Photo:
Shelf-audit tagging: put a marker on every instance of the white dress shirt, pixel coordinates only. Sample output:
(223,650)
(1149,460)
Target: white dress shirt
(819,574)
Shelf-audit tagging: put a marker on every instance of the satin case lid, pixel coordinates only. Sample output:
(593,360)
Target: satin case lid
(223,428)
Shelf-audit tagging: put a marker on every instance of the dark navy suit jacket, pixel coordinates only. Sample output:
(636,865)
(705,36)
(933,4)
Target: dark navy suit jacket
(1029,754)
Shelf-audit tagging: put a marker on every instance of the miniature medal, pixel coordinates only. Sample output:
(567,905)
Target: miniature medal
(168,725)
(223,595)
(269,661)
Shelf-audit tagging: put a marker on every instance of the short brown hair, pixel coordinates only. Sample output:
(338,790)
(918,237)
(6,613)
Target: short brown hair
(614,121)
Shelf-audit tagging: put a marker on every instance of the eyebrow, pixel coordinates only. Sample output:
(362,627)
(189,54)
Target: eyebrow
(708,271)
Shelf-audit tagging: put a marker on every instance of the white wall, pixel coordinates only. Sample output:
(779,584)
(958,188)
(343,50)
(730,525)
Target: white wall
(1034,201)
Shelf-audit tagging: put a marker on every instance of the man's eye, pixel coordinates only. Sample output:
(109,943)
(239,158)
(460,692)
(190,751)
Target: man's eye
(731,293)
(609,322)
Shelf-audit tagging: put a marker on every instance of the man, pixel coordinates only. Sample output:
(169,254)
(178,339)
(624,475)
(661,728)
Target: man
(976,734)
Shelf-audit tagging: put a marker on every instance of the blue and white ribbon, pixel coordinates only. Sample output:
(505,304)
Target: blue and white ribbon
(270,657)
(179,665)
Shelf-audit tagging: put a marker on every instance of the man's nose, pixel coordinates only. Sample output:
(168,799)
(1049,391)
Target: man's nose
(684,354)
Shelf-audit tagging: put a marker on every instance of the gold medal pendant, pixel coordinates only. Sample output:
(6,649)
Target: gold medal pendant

+ + +

# Exercise
Please present all of the material above as a numbered list, leaving out any blank lines.

# Answer to the task
1. Photo:
2. Shelf-audit tagging: put a marker on every instance of the white dress shirt, pixel coordinates only. Sample output:
3. (223,650)
4. (1149,460)
5. Target: white dress shirt
6. (819,574)
7. Shelf-audit tagging: put a marker on every instance of the satin case lid, pixel coordinates only. Sample output:
8. (593,360)
9. Target: satin case lid
10. (223,428)
11. Shelf-audit tagging: put a marker on every instance of the dark navy suit jacket, pixel coordinates only. Sample output:
12. (636,865)
13. (705,36)
14. (933,4)
15. Target: dark navy suit jacket
16. (1029,754)
17. Shelf-audit tagging: put a marker on every instance of the miniature medal, pixel coordinates only. Sample output:
18. (567,905)
19. Target: miniature medal
20. (168,725)
21. (223,595)
22. (269,661)
23. Shelf-audit tagging: put a marker on every instance of the short brown hair, pixel coordinates only. Sample output:
24. (338,790)
25. (918,237)
26. (6,613)
27. Target: short brown hair
28. (614,121)
29. Shelf-audit tagging: put a marker on every instance of the eyebrow, pixel coordinates only. Sample output:
30. (362,627)
31. (189,54)
32. Target: eyebrow
33. (708,271)
34. Shelf-audit tagging: put a marker on every instance of the white wall, pixel coordinates only. Sample output:
35. (779,584)
36. (958,188)
37. (343,50)
38. (730,525)
39. Target: white wall
40. (1034,201)
41. Shelf-audit tagging: put a marker on every instance of the man's eye, pixel coordinates only. Sample output:
42. (109,943)
43. (239,158)
44. (460,692)
45. (190,751)
46. Target: man's eye
47. (731,293)
48. (609,322)
49. Shelf-audit tagging: put a marker on every instance of the man, pixel coordinates only. Sample output:
50. (169,254)
51. (178,339)
52. (624,475)
53. (661,728)
54. Target: man
55. (976,734)
56. Shelf-audit tagging: put a marker on every instance of the blue and white ribbon, pixel coordinates only. Sample output:
57. (505,304)
58. Target: blue and white ribbon
59. (270,657)
60. (179,665)
61. Shelf-audit tagging: put a marker on every instance of the man's nose, pixel coordinates only. Sample output:
62. (168,799)
63. (1049,391)
64. Target: man's nose
65. (684,354)
66. Shelf-audit tagging: put a marker on every instance of the gold medal pendant, pixel coordinates only. Sample output:
67. (6,649)
68. Target: gold medal pendant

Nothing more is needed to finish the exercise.